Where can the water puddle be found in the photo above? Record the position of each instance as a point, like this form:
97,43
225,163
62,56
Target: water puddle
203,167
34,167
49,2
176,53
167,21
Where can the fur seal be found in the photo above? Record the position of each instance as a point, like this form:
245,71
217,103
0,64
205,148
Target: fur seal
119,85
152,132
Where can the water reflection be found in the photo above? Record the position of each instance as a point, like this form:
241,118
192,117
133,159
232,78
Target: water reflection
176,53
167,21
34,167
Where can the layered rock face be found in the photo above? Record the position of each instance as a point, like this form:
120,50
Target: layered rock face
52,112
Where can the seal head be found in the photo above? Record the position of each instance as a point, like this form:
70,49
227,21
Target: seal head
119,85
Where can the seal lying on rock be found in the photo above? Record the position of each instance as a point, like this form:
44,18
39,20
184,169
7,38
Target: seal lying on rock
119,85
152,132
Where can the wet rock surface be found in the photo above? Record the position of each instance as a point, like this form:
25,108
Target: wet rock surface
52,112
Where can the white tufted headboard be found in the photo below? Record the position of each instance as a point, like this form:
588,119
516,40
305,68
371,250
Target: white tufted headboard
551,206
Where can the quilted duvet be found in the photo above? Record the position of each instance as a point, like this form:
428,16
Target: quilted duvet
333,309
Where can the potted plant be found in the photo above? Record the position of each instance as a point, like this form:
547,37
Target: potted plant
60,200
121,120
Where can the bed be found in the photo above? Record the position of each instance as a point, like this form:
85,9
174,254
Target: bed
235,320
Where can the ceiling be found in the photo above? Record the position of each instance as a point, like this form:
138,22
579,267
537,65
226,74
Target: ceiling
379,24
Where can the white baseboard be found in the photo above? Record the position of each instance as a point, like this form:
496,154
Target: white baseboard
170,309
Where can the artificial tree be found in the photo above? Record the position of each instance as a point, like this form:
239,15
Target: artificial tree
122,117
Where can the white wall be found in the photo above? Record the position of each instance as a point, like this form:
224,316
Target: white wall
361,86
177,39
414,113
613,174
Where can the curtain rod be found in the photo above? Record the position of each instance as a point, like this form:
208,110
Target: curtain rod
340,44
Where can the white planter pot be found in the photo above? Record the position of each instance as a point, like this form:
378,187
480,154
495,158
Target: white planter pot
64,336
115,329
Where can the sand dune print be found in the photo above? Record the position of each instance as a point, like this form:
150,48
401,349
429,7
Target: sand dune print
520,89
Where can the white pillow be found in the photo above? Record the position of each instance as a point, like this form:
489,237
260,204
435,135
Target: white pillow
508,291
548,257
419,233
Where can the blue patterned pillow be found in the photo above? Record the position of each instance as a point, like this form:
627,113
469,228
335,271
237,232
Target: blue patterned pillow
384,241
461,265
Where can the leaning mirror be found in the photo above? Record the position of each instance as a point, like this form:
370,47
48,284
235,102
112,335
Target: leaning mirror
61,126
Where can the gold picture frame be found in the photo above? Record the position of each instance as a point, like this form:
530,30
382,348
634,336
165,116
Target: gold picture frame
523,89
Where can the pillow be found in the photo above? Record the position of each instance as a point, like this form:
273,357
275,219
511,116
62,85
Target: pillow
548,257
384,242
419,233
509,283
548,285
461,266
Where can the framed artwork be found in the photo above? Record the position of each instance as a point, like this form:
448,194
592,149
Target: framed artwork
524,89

+ + + + +

An exact repetition of all the records above is required.

▶ EXERCISE RESULT
Where can the water puddle be found in the photo above? Record the position of each instance as a point, like this form:
97,43
225,163
62,56
Target: water puddle
203,167
34,167
49,2
176,53
167,21
Where can the fur seal be found in the photo above? Record the position of each instance as a point, like this form:
245,71
217,103
0,64
205,148
Target: fur seal
119,85
152,132
Where can the water reflection be found in the photo above? Record the position of each instance as a point, like this form:
241,118
192,117
133,159
232,78
Target: water reflection
176,53
167,21
34,167
Where can the layered rock face be found in the photo above? Record the position of each instance as a point, like this form:
120,50
Target: layered rock face
52,112
Where can the seal head be found in the photo above? Record the position of each instance as a point, like this form:
70,49
227,21
Target: seal head
119,85
Where can the seal lying on rock be found in the photo above? Record the position of each instance as a point, like this form:
44,18
39,20
184,169
7,38
Target: seal lying on rock
119,85
152,132
Where can the wet rock surface be found in the photo above? Record the position of each instance as a point, like this form:
25,108
Target: wet rock surface
52,112
Where can the white tufted headboard be found in the photo below? Record the position of each instance as a point, like this form:
588,119
516,40
305,68
371,250
Target: white tufted headboard
551,206
Where can the quilted duvet be found in the photo above? Record the position of each instance as a point, like this form:
428,16
Target: quilted duvet
333,309
Where can the potted plant be found in the photo above? Record the position of each instance as a point, like this form:
547,37
Target: potted plant
60,200
121,120
Where can the bed be found in the photo above? Record the position of each instance as a point, like this form:
85,9
174,254
Target: bed
235,320
Where can the ceiling be found in the photo above? Record the position of each instance as a point, like this form:
138,22
579,267
537,65
226,74
Target: ceiling
379,24
Where can the white baseboard be found in the photo above? Record the position of each instance as a point, like this form:
496,154
Target: white baseboard
170,309
Where can the artificial tree be found in the photo above? Record the position of each instance as a point, like this form:
239,15
Target: artificial tree
122,117
Where can the white wall be found in the photo above? Record the position of each instance as a point, like this form:
224,316
Target: white wall
361,86
177,39
414,113
613,174
Where can the curtain rod be found in the photo above? Record the position of each instance as a point, like this form:
208,110
Target: curtain rod
340,44
Where can the white planter pot be found in the photo above? Record the position of each instance as a point, like this form:
378,187
480,154
495,158
Target: white planter pot
64,336
115,329
Where can the sand dune print be found in the photo above? Record the position of each instance as a point, like this form:
150,48
401,349
429,7
Target: sand dune print
520,89
Where can the white pillow be found in the photo above? Record the position of each instance as a point, like this form:
489,237
260,204
435,135
Target: white pillow
508,291
548,257
419,233
Where can the blue patterned pillow be found in the photo above? Record the position of each instance as a point, like this form:
627,113
469,228
335,271
237,232
Target: blue patterned pillow
384,241
461,265
Where can the leaning mirror be found in the photo above? Record the position of each instance as a point, like this form:
370,47
48,284
235,102
112,335
Target: leaning mirror
61,126
Where can the gold picture frame be found in the photo above? Record the position of each instance as a point, like this form:
530,30
382,348
634,336
165,116
Target: gold picture frame
523,89
Where can the pillow be found in the photo above? Record the position of each instance as a point, like this form:
273,357
275,219
511,116
62,85
Target: pillow
548,257
384,242
419,233
509,283
548,285
461,266
Where can the framed artwork be found in the photo above? Record the position of each instance as a point, like this form:
448,194
592,149
Target: framed artwork
524,89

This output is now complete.